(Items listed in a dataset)
-- -- --
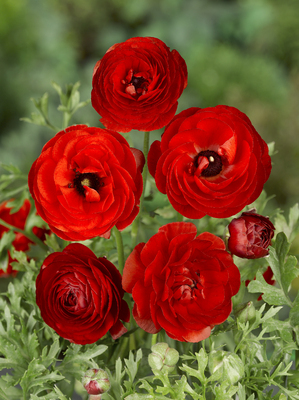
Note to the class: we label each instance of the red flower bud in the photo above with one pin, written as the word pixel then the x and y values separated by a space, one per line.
pixel 96 381
pixel 268 275
pixel 250 235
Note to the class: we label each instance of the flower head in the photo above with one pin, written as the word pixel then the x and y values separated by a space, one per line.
pixel 137 83
pixel 86 181
pixel 20 242
pixel 96 381
pixel 210 161
pixel 250 235
pixel 80 295
pixel 180 282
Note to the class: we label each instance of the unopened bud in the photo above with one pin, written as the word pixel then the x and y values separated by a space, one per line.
pixel 96 381
pixel 245 312
pixel 163 358
pixel 225 365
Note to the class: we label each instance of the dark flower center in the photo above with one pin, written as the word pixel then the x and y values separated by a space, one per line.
pixel 71 299
pixel 185 284
pixel 89 179
pixel 136 84
pixel 215 163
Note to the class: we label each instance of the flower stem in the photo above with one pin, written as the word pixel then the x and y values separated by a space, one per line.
pixel 66 119
pixel 120 249
pixel 29 235
pixel 179 217
pixel 154 338
pixel 135 224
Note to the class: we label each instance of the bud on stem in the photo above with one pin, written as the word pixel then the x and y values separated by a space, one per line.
pixel 96 382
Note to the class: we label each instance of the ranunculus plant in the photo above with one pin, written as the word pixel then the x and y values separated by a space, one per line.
pixel 170 285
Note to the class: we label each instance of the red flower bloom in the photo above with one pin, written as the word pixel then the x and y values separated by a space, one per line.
pixel 80 295
pixel 180 282
pixel 21 242
pixel 137 83
pixel 85 181
pixel 250 235
pixel 210 161
pixel 268 275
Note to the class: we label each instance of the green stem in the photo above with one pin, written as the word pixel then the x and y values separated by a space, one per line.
pixel 120 249
pixel 179 217
pixel 135 224
pixel 29 235
pixel 154 338
pixel 66 119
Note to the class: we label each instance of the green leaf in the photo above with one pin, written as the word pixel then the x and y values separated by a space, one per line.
pixel 294 313
pixel 132 365
pixel 291 229
pixel 202 362
pixel 271 295
pixel 281 248
pixel 61 396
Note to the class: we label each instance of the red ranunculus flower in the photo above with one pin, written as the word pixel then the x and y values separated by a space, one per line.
pixel 85 181
pixel 137 83
pixel 268 275
pixel 80 295
pixel 180 282
pixel 20 242
pixel 210 161
pixel 250 235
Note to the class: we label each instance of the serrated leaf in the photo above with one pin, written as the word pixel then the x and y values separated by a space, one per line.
pixel 291 229
pixel 294 222
pixel 202 362
pixel 294 313
pixel 61 396
pixel 290 272
pixel 6 240
pixel 271 294
pixel 283 327
pixel 132 364
pixel 49 357
pixel 51 241
pixel 281 248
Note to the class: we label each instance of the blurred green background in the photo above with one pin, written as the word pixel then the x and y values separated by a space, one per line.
pixel 243 53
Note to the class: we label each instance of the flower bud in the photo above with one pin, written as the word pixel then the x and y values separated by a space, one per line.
-- -- --
Directions> Reproduce all of the material above line for line, without changing a word, and leave the pictures out.

Exercise response>
Note to the class: we label each instance of the red flower bud in the photo above with one pin, written as the word pixel then the x and y values separated by a space, one per line.
pixel 96 381
pixel 268 275
pixel 250 235
Note to the class: we label each instance of the flower head in the photo above with one pin, written as the word pixel then the x and y values separated by a space, one per line.
pixel 137 83
pixel 86 181
pixel 20 242
pixel 96 381
pixel 210 161
pixel 250 235
pixel 80 295
pixel 180 282
Note to the class: we label each instance of the unopened bud in the photo above with one pin, written as the word pixel then the x and y values separated by a space, one per line.
pixel 96 381
pixel 245 312
pixel 163 358
pixel 225 365
Note to the class: we label each instance of the dark flower center in the photo above with one pin, written as the word pixel then the x and y values separated by a space, one per line.
pixel 71 299
pixel 185 284
pixel 89 179
pixel 136 84
pixel 215 163
Note to the class: we label each instance of the flower stem in the photo above with one pin, written as the word pixel then the x and y values separated by a space, one per line.
pixel 66 119
pixel 120 249
pixel 29 235
pixel 179 217
pixel 154 338
pixel 135 224
Note to the class: we label each instance of the bud on stem in the photo above with one pin, written as the word pixel then the x and y values separated by a space, one per line.
pixel 96 382
Note to the class: we label each instance of the ranunculus plant in the photo above with one pin, written as the word pixel then the x and y values separated by a space, one per line.
pixel 170 285
Note to the class: we label each instance of the red flower bloom in the photo above with one pin, written as the word pixel then the x and y values separated by a space, one per line.
pixel 80 295
pixel 180 282
pixel 21 242
pixel 137 83
pixel 85 181
pixel 250 235
pixel 210 161
pixel 268 275
Note to the class: we label each instance of the green stem in the photo above with one pin, written as the word pixel then the x and y values separated by a space, one per line.
pixel 120 249
pixel 179 217
pixel 135 224
pixel 29 235
pixel 154 338
pixel 66 119
Note to the class: we label each instance of the green leaf in the photo above with one pin, written as the word pixel then the x and y values separated by a space, one per line.
pixel 294 313
pixel 132 365
pixel 291 229
pixel 202 362
pixel 271 295
pixel 281 248
pixel 61 396
Note to the class: we label each instance of the red ranunculus flower in the photo above with one pin, written as the word pixel then the x and y values separated by a space, one per line.
pixel 85 181
pixel 137 83
pixel 268 275
pixel 80 295
pixel 180 282
pixel 20 242
pixel 210 161
pixel 250 235
Note to the class: we label each instance of the serrated leaf in the photo above with one pin, written as the word pixel then the x and y values separated by a space, one per line.
pixel 291 229
pixel 294 222
pixel 202 362
pixel 294 313
pixel 61 396
pixel 290 272
pixel 6 240
pixel 271 294
pixel 283 327
pixel 132 364
pixel 49 357
pixel 51 241
pixel 281 248
Note to the class: we label each instance of the blurred green background in the photo above with one pin, written as the word pixel then the x and y values separated by a space, one per line.
pixel 243 53
Note to the class: we label each instance of the flower bud in the photo above with one pin, written as the word pixel then the x and y values separated by a space, one per line.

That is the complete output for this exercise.